Top of Excerpt

Friday, September 7, 2007

Sugar Technology and the Sony Bio-Battery

Who ever thought that asking your neighbor for sugar could carry more connotations than that of baking necessities? Well, Sony is working on a product that will make your neighbor think twice about your consumptive demands.

Sony recently announced their current activity in developing a new bio-battery. The battery generates electricity from carbohydrates (currently sugar) and utilizes enzymes as the catalyst. The sample battery has proven to be able to output 50 mW, or enough to power a portable mp3 player. This is the world's highest yet for a passive-type bio battery.

According to the Sony Press Release:

Sony developed a system of breaking down sugar to generate electricity that involves efficiently immobilizing enzymes and the mediator (electronic conduction materials) while retaining the activity of the enzymes at the anode. Sony also developed a new cathode structure which efficiently supplies oxygen to the electrode while ensuring that the appropriate water content is maintained. Optimizing the electrolyte for these two technologies has enabled these power output levels to be reached.

Bottom of Excerpt
Top of Information shown

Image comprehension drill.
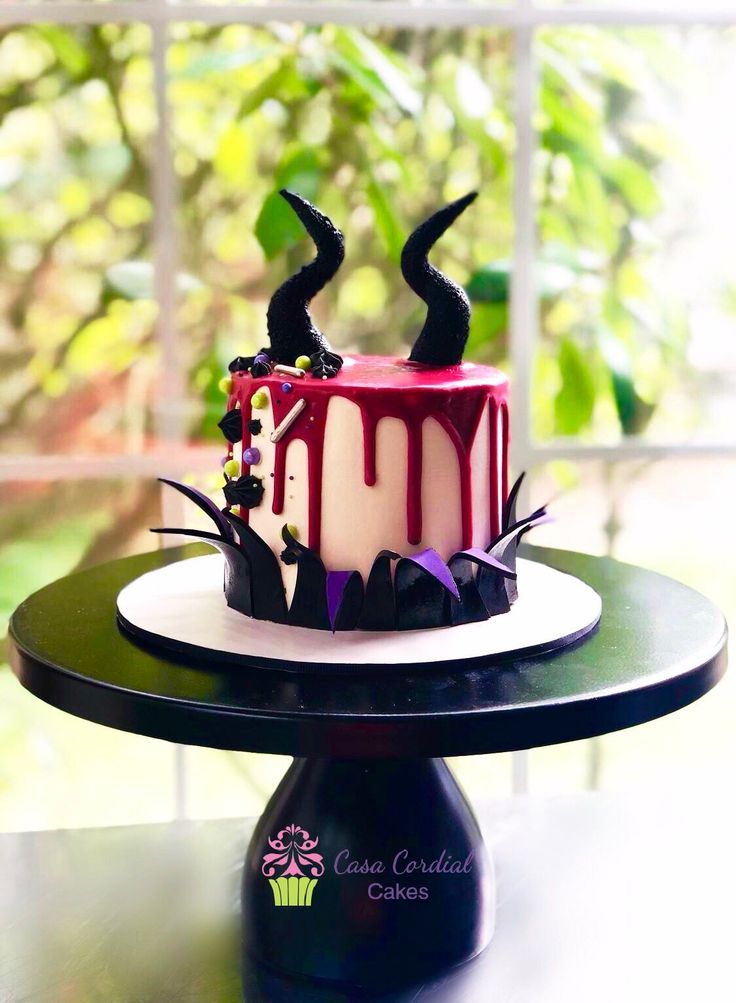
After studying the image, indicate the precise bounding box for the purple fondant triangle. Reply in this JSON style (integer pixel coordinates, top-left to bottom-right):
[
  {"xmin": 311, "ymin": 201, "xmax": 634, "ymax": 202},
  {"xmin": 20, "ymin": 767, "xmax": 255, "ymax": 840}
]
[
  {"xmin": 404, "ymin": 547, "xmax": 460, "ymax": 599},
  {"xmin": 448, "ymin": 547, "xmax": 516, "ymax": 578}
]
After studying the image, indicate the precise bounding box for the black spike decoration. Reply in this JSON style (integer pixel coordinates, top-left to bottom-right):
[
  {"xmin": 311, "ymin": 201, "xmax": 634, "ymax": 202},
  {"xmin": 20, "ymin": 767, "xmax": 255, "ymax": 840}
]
[
  {"xmin": 401, "ymin": 192, "xmax": 477, "ymax": 366},
  {"xmin": 267, "ymin": 189, "xmax": 345, "ymax": 365}
]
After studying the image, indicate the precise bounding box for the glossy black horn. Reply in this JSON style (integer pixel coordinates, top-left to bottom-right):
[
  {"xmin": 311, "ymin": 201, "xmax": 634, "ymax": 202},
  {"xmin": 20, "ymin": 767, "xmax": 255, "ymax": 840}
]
[
  {"xmin": 401, "ymin": 192, "xmax": 477, "ymax": 366},
  {"xmin": 267, "ymin": 189, "xmax": 345, "ymax": 365}
]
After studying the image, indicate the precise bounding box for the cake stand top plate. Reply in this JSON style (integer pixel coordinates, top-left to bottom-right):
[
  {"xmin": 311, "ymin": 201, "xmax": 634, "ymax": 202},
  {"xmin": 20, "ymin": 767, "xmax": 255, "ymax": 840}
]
[{"xmin": 10, "ymin": 545, "xmax": 727, "ymax": 757}]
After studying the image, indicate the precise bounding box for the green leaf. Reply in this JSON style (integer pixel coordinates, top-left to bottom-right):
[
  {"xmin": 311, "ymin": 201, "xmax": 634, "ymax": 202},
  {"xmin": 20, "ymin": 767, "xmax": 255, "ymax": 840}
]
[
  {"xmin": 236, "ymin": 59, "xmax": 309, "ymax": 118},
  {"xmin": 555, "ymin": 338, "xmax": 596, "ymax": 435},
  {"xmin": 333, "ymin": 28, "xmax": 422, "ymax": 115},
  {"xmin": 366, "ymin": 178, "xmax": 404, "ymax": 263},
  {"xmin": 465, "ymin": 261, "xmax": 509, "ymax": 303},
  {"xmin": 599, "ymin": 333, "xmax": 655, "ymax": 435},
  {"xmin": 465, "ymin": 259, "xmax": 578, "ymax": 303},
  {"xmin": 605, "ymin": 156, "xmax": 661, "ymax": 217},
  {"xmin": 171, "ymin": 45, "xmax": 278, "ymax": 80},
  {"xmin": 213, "ymin": 122, "xmax": 255, "ymax": 183},
  {"xmin": 276, "ymin": 146, "xmax": 322, "ymax": 200},
  {"xmin": 35, "ymin": 24, "xmax": 90, "ymax": 80},
  {"xmin": 256, "ymin": 192, "xmax": 304, "ymax": 261},
  {"xmin": 105, "ymin": 261, "xmax": 202, "ymax": 300}
]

Bottom of Information shown

What this exercise asks.
1. From the post on the Sony bio-battery, retype the portion that begins with the words containing "Friday, September 7, 2007" and ends with "passive-type bio battery.".
2. According to the post on the Sony bio-battery, how much power can the sample battery output?
3. Proceed with the post on the Sony bio-battery, writing on from its final sentence.

Exercise results.
1.
Friday, September 7, 2007

Sugar Technology and the Sony Bio-Battery

Who ever thought that asking your neighbor for sugar could carry more connotations than that of baking necessities? Well, Sony is working on a product that will make your neighbor think twice about your consumptive demands.

Sony recently announced their current activity in developing a new bio-battery. The battery generates electricity from carbohydrates (currently sugar) and utilizes enzymes as the catalyst. The sample battery has proven to be able to output 50 mW, or enough to power a portable mp3 player. This is the world's highest yet for a passive-type bio battery.

2. The sample battery can output 50 mW, enough to power a portable mp3 player.

3.
The newly developed bio battery incorporates an anode consisting of sugar-digesting enzymes and mediator, and a cathode comprising oxygen-reducing enzymes and mediator, either side of a cellophane separator. The anode extracts electrons and hydrogen ions from the sugar (glucose) through enzymatic oxidation as follows:
Glucose -> Gluconolactone + 2 H+ + 2 e-
The hydrogen ion migrates to the cathode through the separator. Once at the cathode, the hydrogen ions and electrons absorb oxygen from the air to produce water:
(1/2) O2 + 2 H+ + 2 e- -> H2O
Through this process of electrochemical reaction, the electrons pass through the outer circuit to generate electricity.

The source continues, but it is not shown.